(PROBLEM STATEMENT): Below are some entries. Reproduce them word for word.

[Collected data entries]
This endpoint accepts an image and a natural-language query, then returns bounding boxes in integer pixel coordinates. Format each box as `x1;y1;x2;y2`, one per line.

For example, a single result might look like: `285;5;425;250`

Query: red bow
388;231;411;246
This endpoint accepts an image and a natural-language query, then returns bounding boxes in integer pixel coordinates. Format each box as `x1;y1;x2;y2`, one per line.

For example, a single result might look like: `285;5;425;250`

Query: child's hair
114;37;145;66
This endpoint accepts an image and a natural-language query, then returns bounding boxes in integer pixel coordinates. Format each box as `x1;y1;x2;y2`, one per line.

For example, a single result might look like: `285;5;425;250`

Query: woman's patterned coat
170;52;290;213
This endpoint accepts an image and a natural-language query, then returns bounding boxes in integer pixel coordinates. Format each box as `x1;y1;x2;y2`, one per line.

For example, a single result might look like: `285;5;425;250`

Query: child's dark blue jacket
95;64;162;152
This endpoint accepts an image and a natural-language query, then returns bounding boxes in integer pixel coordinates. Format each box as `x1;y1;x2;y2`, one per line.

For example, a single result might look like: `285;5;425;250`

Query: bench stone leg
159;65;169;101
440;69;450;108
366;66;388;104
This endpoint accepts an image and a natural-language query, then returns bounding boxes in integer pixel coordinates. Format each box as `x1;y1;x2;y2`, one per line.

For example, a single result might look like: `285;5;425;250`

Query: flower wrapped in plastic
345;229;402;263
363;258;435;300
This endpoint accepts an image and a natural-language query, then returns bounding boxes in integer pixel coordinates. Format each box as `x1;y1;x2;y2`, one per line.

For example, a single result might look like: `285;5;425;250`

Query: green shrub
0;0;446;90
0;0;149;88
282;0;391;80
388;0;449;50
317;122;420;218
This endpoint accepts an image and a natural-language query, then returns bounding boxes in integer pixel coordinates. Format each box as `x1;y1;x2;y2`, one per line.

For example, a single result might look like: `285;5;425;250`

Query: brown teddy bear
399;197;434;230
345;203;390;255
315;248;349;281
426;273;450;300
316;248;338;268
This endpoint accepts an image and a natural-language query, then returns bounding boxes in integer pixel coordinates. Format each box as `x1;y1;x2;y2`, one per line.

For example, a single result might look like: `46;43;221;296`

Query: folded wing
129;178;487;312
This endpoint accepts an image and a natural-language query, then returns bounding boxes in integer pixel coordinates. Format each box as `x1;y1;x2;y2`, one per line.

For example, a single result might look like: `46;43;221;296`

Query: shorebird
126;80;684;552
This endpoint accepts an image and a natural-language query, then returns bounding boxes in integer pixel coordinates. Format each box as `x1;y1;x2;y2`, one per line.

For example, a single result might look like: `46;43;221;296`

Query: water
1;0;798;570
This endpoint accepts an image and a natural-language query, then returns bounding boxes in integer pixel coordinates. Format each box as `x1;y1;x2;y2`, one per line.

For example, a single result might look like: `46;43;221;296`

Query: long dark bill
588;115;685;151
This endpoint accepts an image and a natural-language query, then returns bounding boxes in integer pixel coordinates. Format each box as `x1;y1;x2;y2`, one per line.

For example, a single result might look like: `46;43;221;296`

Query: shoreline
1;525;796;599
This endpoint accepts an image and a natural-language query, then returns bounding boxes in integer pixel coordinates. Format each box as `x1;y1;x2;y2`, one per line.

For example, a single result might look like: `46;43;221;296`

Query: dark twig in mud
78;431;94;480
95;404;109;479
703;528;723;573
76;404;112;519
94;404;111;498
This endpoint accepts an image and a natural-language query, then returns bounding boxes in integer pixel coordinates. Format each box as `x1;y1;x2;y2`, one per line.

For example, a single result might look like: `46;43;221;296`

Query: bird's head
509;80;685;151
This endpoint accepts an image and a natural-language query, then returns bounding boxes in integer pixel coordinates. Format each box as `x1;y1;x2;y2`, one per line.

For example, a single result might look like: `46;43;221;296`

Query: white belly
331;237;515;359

(ANSWER BOX):
This endpoint accepts an image and a natural-language query, then returns bounding boxes in integer pixel coordinates. Format each box as `x1;y1;x2;y2`, one per line.

For example, a single result might look like: `285;5;425;250`

Query: red bow
388;231;411;246
This endpoint accepts an image and a natural-language query, then returns bounding boxes in integer pixel coordinates. Format each box as `x1;y1;x2;y2`, one per line.

For example, a single result might look like: `285;5;425;250`

Query: child's hair
114;37;145;66
This endpoint accepts an image and a natural-language query, then returns bounding boxes in integer pixel coordinates. Format each box as `x1;y1;x2;y2`, one per line.

For example, a single result might look like: `285;5;425;250`

Query: woman's patterned coat
170;52;290;213
This endpoint accepts an image and a natural-language query, then returns bounding boxes in integer pixel coordinates. Format each box as `x1;y1;x2;y2`, one per line.

For example, a single result might look like: `285;5;425;250`

Query: child's dark blue jacket
95;64;162;152
This endpoint accepts an image and a natural-language query, then returns bounding boxes in integer pixel coordinates. Format each box as `x1;y1;x2;y2`, one per line.

For example, a single result might look like: `285;5;425;250`

Query: bench stone leg
159;65;169;101
440;69;450;108
366;66;388;104
This endpoint accepts an image and a natural-language query, then returns bounding boxes in integer pixel coordinates. Format each box as `x1;y1;x2;y2`, one per line.

For example, a single result might look like: `285;5;425;250`

Query: flower wrapped in plastic
345;229;402;263
363;258;435;300
This endpoint accepts an image and a natural-language query, then returns bounding boxes in integer pixel coordinates. Format each box as `x1;y1;x2;y2`, one per line.

For example, a single result might look like: `285;5;425;250`

Query: green shrub
0;0;446;90
0;0;149;88
282;0;391;80
388;0;449;50
317;122;420;218
This endpoint accepts an image and a natural-language query, then returns bounding boxes in integer pixel coordinates. Format each box as `x1;y1;x2;y2`, one per line.

For example, a single result might look like: `285;5;425;250`

Query: brown teddy bear
399;197;434;230
345;203;390;255
315;248;349;281
426;273;450;300
316;248;338;268
This endpoint accepts an image and a natural-language query, then returns bounding boxes in integer pixel coordinates. Format each box as `x1;y1;x2;y2`, one per line.

For example, a single result might look like: `46;43;221;296`

Query: folded wing
129;178;487;312
This endpoint accepts an image and a natural-language query, then returns bounding boxes in integer pixel coordinates. Format each box as `x1;y1;x2;y2`, one per line.

For example, a single result might look like: `46;43;221;296`

Query: shorebird
126;80;684;552
This endpoint accepts an image and a natural-language query, then returns bounding boxes in integer pixel coordinates. Format each box as `x1;y1;x2;y2`, one per line.

For example, a single result might look like: `46;43;221;296`

Query: water
1;0;798;570
This endpoint accepts an image and a natural-language query, then returns bounding boxes in integer pixel coordinates. Format each box as `x1;y1;x2;y2`, one per line.

For example, a single result might look like: `46;43;221;296`

Query: long dark bill
588;115;685;151
This endpoint accepts an image and a natural-language query, then returns bounding boxes in integer pixel coordinates. Format each box as `x1;y1;x2;y2`, one per line.

For example, a single result might look like: `46;43;221;296`

Query: shoreline
1;525;796;599
This endpoint accepts an image and a natural-language query, then returns bounding boxes in integer pixel coordinates. Format each box as `x1;y1;x2;y2`, one per line.

For example, a single result might look like: `46;43;221;296`

Query: dark twig in mud
78;431;94;480
95;404;109;479
703;528;723;573
76;404;112;519
94;404;111;498
This endpoint accepts an image and a natural-language query, then returns bounding boxes in integer pixel coordinates. Format each box as `x1;y1;x2;y2`, one per line.

For example, a single result might look like: `46;43;221;296`

Query: bird's head
509;80;685;151
This endpoint accepts an image and a natural-language query, then returns bounding boxes in integer pixel coordinates. Format each box as `x1;y1;x2;y2`, one per line.

For example, a single result might look like: `46;43;221;296`

Query: white belly
331;237;515;359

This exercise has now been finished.